Labeled-object pointing entries
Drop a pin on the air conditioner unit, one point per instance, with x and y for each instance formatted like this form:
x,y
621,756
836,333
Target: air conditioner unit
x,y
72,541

Given task:
Each line of the material should be duplicated exactly, please.

Result:
Drop a pin on the air conditioner unit, one point per instance, with x and y for each instance formatted like this form:
x,y
621,756
836,333
Target: air conditioner unit
x,y
72,541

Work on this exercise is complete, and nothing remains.